Data for marking points

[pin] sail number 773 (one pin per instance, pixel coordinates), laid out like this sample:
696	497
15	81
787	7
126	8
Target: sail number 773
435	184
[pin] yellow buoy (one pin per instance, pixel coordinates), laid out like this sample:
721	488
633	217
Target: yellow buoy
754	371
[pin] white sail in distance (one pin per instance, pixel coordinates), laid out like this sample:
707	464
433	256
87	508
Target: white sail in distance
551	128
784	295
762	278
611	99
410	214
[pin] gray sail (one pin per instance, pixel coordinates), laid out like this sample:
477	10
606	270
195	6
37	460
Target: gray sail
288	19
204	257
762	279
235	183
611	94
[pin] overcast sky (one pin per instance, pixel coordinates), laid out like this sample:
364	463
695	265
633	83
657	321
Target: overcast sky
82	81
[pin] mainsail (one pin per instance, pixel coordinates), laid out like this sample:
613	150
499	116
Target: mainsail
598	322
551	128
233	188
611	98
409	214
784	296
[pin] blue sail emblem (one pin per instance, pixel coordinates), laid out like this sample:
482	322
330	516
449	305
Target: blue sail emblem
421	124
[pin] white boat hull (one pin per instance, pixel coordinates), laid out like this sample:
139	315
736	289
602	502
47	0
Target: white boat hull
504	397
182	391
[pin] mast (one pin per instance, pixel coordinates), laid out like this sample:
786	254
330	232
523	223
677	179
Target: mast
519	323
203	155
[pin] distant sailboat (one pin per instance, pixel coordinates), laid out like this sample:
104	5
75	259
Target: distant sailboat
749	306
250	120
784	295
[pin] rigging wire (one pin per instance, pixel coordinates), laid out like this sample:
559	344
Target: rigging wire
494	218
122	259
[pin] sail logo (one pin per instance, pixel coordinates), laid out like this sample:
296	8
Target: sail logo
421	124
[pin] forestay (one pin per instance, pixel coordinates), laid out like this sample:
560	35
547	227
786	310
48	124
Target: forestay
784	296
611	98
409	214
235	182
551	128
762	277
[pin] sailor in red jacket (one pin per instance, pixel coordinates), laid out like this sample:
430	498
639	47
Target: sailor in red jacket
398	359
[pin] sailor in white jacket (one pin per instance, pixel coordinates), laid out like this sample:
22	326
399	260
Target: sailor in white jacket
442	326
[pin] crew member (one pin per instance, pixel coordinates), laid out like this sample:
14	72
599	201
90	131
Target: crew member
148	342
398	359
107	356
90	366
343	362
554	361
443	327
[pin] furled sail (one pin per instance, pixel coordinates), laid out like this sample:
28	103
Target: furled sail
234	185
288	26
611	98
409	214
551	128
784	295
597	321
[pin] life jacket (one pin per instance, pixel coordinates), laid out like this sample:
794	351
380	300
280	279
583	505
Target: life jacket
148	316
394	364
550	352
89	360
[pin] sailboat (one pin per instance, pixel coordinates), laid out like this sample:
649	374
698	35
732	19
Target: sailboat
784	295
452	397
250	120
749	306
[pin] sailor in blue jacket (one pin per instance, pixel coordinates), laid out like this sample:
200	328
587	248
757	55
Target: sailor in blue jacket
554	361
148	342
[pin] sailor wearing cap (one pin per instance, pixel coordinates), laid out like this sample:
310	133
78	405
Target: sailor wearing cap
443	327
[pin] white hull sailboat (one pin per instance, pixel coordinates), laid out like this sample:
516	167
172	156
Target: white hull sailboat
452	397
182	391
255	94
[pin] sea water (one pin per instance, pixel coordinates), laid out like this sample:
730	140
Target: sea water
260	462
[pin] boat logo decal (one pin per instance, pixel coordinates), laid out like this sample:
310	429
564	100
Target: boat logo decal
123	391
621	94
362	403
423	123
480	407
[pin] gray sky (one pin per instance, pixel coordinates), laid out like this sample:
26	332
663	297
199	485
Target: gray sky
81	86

◆ STATED EXERCISE:
Return, word for word, the lines from the one holding "[pin] white hull" through the end of the data, both ends included.

◆ THE SOLUTION:
[pin] white hull sailboat (one pin per instance, pixel coordinates), laid out like this sample:
516	167
172	156
Target: white hull sailboat
452	397
182	391
255	94
[pin] sea water (one pin per instance, pixel coordinates), laid out like this sample:
730	140
Target: sea water
260	462
[pin] boat logo decal (one pin per instance, pixel coordinates), laid out like this sample:
310	429
564	100
Target: boat logo decal
123	391
621	94
362	403
423	123
480	407
[pin] gray sky (one pin per instance, pixel coordinates), laid out like this sample:
26	332
663	297
199	485
Target: gray sky
81	86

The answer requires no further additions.